◆ EXERCISE AIM: When you retype the records that follow, keep each word as it is and drop any pictures.

◆ MATERIAL FOR THE TASK:
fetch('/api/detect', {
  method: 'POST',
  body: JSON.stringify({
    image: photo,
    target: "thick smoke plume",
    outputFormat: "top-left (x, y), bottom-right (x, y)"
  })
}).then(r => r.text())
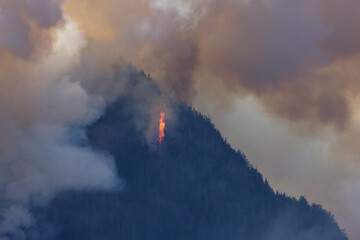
top-left (2, 0), bottom-right (360, 239)
top-left (62, 0), bottom-right (360, 238)
top-left (0, 1), bottom-right (119, 238)
top-left (64, 0), bottom-right (360, 129)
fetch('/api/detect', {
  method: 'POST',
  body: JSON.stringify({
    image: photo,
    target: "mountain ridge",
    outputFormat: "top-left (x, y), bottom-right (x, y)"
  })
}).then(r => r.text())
top-left (29, 66), bottom-right (347, 240)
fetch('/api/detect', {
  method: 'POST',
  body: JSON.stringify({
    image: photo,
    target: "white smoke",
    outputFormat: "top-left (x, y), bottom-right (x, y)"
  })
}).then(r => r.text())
top-left (1, 0), bottom-right (360, 239)
top-left (0, 6), bottom-right (119, 238)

◆ ANSWER TO THIS TASK:
fetch('/api/detect', {
  method: 'POST',
  body: JSON.stringify({
    image: photo,
    target: "thick smoke plume",
    outputFormat: "top-left (x, y), bottom-right (x, y)"
  })
}).then(r => r.text())
top-left (2, 0), bottom-right (360, 239)
top-left (62, 0), bottom-right (360, 238)
top-left (0, 1), bottom-right (119, 238)
top-left (64, 0), bottom-right (360, 129)
fetch('/api/detect', {
  method: 'POST',
  body: JSON.stringify({
    image: photo,
    target: "mountain ridge",
    outputFormat: "top-left (x, y), bottom-right (x, y)"
  })
}).then(r => r.text())
top-left (29, 66), bottom-right (347, 240)
fetch('/api/detect', {
  method: 'POST',
  body: JSON.stringify({
    image: photo,
    target: "white smoke",
    outputFormat: "top-left (x, y), bottom-right (x, y)"
  })
}).then(r => r.text())
top-left (1, 0), bottom-right (360, 239)
top-left (0, 6), bottom-right (119, 238)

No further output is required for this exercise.